**WHAT IS BEING ASKED**
The full listing, copied exactly, is the required output.

**TASK MATERIAL**
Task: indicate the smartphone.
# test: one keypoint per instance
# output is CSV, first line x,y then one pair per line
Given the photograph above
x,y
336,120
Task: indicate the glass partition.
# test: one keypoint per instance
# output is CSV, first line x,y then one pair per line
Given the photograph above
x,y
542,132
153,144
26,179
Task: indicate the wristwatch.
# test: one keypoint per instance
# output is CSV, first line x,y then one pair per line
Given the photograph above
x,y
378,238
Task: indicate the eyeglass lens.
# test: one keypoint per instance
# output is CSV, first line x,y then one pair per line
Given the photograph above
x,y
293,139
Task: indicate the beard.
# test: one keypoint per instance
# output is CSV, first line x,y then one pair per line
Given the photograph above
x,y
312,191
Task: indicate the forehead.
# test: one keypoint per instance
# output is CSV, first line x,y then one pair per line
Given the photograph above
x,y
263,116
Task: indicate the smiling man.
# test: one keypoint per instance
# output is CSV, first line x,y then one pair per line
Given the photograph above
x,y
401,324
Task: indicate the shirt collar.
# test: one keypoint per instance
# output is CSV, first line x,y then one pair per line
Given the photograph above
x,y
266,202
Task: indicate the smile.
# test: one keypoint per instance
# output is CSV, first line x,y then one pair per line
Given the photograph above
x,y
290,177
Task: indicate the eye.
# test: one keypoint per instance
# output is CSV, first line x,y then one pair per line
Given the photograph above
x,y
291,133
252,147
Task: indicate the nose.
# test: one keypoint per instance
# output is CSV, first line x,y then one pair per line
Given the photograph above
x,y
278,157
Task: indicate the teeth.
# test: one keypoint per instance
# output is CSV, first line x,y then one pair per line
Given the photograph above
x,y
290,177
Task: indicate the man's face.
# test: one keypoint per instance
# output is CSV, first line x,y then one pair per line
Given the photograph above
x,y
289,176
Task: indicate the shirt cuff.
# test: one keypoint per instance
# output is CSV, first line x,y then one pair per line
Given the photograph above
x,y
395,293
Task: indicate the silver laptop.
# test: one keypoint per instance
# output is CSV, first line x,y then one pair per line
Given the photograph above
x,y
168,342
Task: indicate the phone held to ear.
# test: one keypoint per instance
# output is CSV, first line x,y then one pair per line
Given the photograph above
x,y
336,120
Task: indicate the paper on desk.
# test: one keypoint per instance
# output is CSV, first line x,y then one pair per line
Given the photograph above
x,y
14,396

**EXPECTED ANSWER**
Task: indicate the smartphone.
# test: one keypoint per instance
# output is CSV, first line x,y then one pair per line
Given the photograph above
x,y
336,120
Task: indicate the glass partition.
# test: one keypoint per instance
# output is CSV, first line x,y then one pair per line
Given the photograph above
x,y
542,132
153,144
26,179
Task: indicate the wristwatch.
# test: one keypoint per instance
# output is CSV, first line x,y then one pair per line
Given the photograph above
x,y
378,238
Task: indicate the eyeglass lens.
# test: one keypoint per instance
# output is CSV, first line x,y then one pair per line
Given the photograph above
x,y
293,139
Task: indicate the beard.
# test: one keypoint per instance
# output is CSV, first line x,y then one pair per line
Given the photograph above
x,y
312,191
Task: indicate the forehead.
# test: one keypoint per instance
# output is CSV, first line x,y then one pair per line
Given the photograph above
x,y
263,116
Task: indicate the smiling man.
# test: one keypoint per instance
# output is CSV, first line x,y then one pair per line
Given the photograph above
x,y
401,324
Task: indicate the shirt collar.
# test: one keypoint per instance
# output is CSV, first line x,y then one pair per line
Given the photograph above
x,y
266,202
Task: indicate the smile.
# test: one keypoint per instance
# output is CSV, first line x,y then one pair per line
Given the photograph above
x,y
290,177
Task: indicate the eye.
# test: one keypoint per instance
# output is CSV, first line x,y then one pair per line
Given the photograph above
x,y
291,133
252,147
Task: indicate the nose.
# test: one keypoint per instance
# output is CSV, first line x,y then one pair per line
Given the photograph above
x,y
278,157
Task: indicate the teeth.
# test: one keypoint per instance
# output is CSV, first line x,y then one pair per line
Given the photograph above
x,y
290,177
Task: indicate the man's face.
# test: one keypoint per instance
# output is CSV, first line x,y then one pair per line
Given the photograph above
x,y
289,176
Task: indicate the shirt cuff.
# test: one keypoint per instance
# output is CSV, first line x,y then one pair per line
Given the photograph above
x,y
395,293
Task: indicate the silver laptop.
# test: one keypoint per instance
# output is CSV, first line x,y then one pair per line
Given the photograph above
x,y
168,342
Task: indicate the phone held to ear.
# test: one keypoint per instance
# output is CSV, first line x,y then one pair per line
Given the photograph above
x,y
336,120
Task: indicate the paper on desk.
# test: one keypoint per instance
# output is CSV, first line x,y then one pair per line
Given the photograph above
x,y
14,396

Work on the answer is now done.